RECORDS SHOWN Start Marker

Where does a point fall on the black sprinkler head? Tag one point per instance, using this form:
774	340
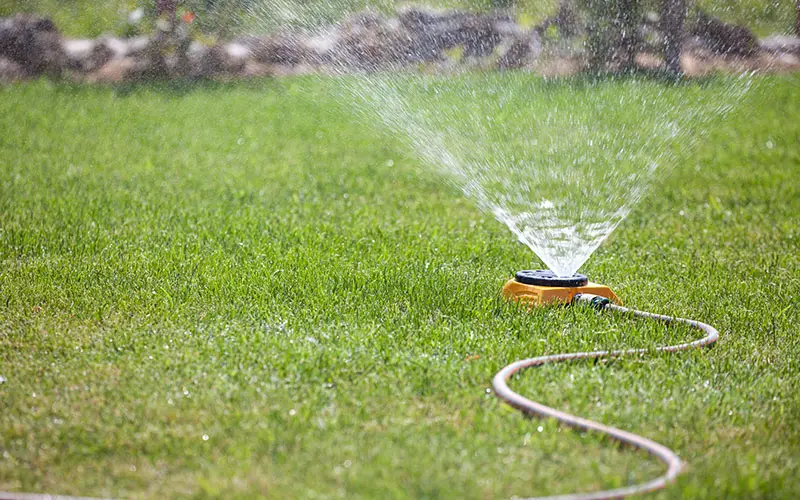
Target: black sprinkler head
549	278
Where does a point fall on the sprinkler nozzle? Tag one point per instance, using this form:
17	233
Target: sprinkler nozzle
536	288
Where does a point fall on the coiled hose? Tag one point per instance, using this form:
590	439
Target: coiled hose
673	463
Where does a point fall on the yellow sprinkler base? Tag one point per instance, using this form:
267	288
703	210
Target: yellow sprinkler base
538	294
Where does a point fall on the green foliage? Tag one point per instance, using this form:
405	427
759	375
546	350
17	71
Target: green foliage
239	291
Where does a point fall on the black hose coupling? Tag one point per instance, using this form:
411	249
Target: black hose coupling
592	300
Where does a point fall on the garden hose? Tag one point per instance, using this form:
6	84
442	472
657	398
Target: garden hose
673	463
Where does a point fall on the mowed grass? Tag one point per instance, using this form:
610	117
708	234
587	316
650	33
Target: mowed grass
240	290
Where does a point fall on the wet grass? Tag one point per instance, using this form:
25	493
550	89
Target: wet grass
231	290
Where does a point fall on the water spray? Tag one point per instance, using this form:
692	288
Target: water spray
539	288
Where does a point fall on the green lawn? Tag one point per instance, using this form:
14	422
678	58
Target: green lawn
231	290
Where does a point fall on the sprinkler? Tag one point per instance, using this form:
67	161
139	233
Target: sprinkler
540	288
545	287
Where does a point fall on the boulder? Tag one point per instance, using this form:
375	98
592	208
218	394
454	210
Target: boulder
519	50
724	38
228	59
781	44
367	41
33	43
479	35
11	71
286	49
86	55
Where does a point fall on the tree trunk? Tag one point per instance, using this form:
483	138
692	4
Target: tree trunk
673	15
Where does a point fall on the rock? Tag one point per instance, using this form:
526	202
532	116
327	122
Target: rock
367	41
86	55
724	38
33	42
519	50
781	44
480	35
124	47
11	71
229	59
566	20
284	48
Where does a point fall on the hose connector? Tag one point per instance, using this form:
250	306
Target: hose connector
592	300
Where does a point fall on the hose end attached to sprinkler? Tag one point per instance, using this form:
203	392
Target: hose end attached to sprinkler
537	288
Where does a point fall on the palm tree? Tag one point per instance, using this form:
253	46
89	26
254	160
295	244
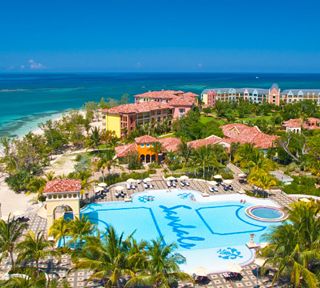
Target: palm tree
35	247
295	246
110	258
60	229
162	267
79	228
10	231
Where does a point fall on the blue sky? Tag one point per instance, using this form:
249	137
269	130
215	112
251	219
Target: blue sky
160	35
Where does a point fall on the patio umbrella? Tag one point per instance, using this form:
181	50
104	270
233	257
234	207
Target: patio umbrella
234	267
201	271
102	184
184	177
212	183
118	188
217	176
259	261
98	189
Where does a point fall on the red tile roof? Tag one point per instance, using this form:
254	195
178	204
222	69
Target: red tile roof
137	107
170	144
124	150
245	134
163	94
293	123
145	139
63	185
204	142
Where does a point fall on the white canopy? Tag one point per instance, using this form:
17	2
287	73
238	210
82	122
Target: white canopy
98	189
234	267
119	188
201	271
102	184
212	183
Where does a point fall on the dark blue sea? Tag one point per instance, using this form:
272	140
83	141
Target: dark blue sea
29	99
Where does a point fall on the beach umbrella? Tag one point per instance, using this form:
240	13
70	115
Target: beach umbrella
241	191
118	188
212	183
102	185
242	175
98	189
259	261
201	271
184	177
234	267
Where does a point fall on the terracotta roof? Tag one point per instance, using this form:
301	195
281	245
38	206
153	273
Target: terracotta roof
203	142
124	150
137	107
293	123
145	139
170	144
245	134
63	185
163	94
183	101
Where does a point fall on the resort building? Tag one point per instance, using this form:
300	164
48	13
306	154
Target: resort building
149	107
124	118
241	133
144	146
295	125
257	95
62	195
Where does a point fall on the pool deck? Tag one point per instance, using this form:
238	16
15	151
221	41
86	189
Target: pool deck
80	278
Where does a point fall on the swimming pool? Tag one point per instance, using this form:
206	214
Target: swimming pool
209	232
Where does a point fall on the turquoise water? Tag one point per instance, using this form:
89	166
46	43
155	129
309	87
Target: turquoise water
266	213
216	230
28	99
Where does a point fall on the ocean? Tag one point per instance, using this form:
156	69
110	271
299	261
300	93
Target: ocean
29	99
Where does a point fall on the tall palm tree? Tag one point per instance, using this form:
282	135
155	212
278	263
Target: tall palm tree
109	258
35	247
79	228
162	267
59	230
10	231
295	246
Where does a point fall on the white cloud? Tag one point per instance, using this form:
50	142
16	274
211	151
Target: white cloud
33	65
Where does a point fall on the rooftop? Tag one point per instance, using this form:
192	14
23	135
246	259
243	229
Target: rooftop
137	107
63	185
245	134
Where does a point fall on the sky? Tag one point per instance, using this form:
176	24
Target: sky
160	36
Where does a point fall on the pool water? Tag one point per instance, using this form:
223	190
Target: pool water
267	213
209	231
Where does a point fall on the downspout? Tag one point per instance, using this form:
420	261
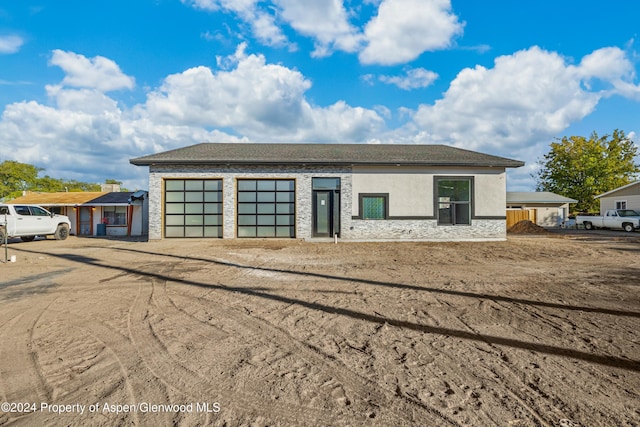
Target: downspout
129	219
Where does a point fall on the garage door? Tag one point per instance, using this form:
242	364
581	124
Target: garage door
266	208
193	208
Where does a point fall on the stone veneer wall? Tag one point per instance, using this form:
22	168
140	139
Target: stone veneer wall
351	229
425	230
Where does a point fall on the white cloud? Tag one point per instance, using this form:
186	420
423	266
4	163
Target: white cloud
10	44
401	31
610	65
415	78
525	96
84	134
260	100
326	21
404	29
97	73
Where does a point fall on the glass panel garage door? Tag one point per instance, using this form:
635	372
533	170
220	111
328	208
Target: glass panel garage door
193	208
266	208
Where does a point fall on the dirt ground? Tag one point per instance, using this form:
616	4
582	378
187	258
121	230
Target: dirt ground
536	331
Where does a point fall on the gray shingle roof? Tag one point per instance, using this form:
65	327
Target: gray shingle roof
325	154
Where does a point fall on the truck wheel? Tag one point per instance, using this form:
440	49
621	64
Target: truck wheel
62	232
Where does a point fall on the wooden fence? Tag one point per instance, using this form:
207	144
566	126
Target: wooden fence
514	216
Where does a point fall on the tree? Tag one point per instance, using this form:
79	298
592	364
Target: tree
582	168
16	177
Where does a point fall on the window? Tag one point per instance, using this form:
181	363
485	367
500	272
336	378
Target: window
266	208
374	206
23	210
36	211
193	208
114	215
454	201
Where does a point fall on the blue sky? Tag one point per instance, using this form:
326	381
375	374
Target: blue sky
85	86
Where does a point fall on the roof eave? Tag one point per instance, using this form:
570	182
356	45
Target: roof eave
144	162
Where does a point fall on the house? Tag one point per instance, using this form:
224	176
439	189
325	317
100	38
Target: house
541	207
111	213
625	197
309	191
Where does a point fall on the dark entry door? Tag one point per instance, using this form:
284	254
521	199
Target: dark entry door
326	213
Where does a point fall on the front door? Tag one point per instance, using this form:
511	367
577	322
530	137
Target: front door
326	207
326	213
86	216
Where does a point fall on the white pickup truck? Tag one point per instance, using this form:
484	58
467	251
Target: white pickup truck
625	219
29	221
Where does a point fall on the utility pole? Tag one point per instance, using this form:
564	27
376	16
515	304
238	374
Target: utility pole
5	234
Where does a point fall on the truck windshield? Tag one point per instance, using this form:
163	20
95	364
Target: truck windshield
628	212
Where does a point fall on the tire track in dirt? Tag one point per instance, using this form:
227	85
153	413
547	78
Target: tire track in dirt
515	377
199	388
551	396
396	409
20	373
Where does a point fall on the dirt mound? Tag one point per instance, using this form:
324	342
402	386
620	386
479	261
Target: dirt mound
526	227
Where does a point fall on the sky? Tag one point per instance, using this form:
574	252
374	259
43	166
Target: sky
85	86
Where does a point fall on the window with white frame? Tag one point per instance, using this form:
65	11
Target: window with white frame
114	215
454	201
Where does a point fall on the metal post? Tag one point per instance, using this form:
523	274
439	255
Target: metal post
6	233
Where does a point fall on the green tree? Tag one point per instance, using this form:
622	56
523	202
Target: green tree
582	168
16	177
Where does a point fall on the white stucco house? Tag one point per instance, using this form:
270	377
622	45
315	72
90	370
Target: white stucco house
315	191
625	197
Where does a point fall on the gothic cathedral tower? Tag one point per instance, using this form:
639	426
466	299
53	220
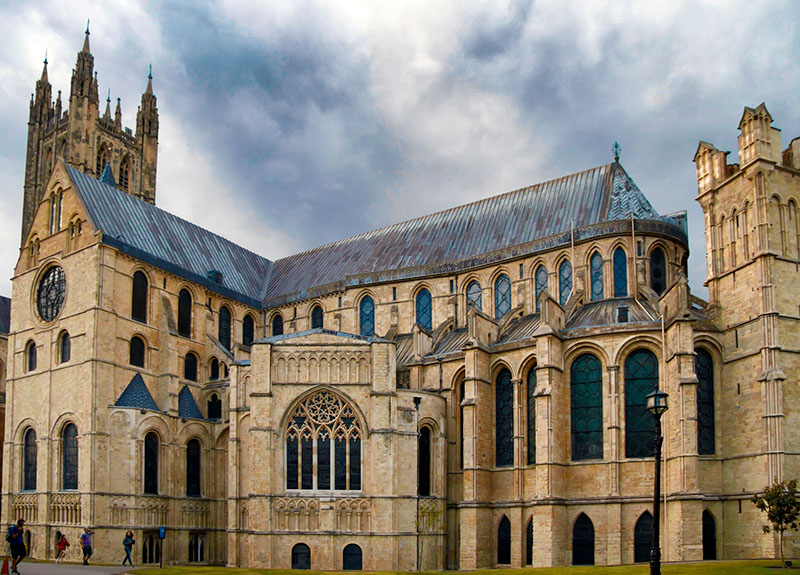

RECORDS SHOWN End Marker

AIM OF THE EXERCISE: Transcribe exactly the line containing "Target: window with white frame" and every line after it through the end of the listing above; pictures are not part of the copy.

COMPLETED EXERCISE:
Target: window with white frame
114	215
454	201
Where does a point fall on the metal post? Tag one point per instance, using this form:
523	274
439	255
Target: metal post
6	233
Where does a point fall on the green tree? Tag one point per instance, using this form:
622	56
523	202
Target: green tree
582	168
16	177
Where does a point fall on the white stucco house? Tag one point per instance, using this form:
270	377
622	45
315	72
90	370
Target: white stucco house
315	191
625	197
Where does a point fall on the gothic cathedral tower? Tag one point per instance, using this form:
639	426
466	299
53	220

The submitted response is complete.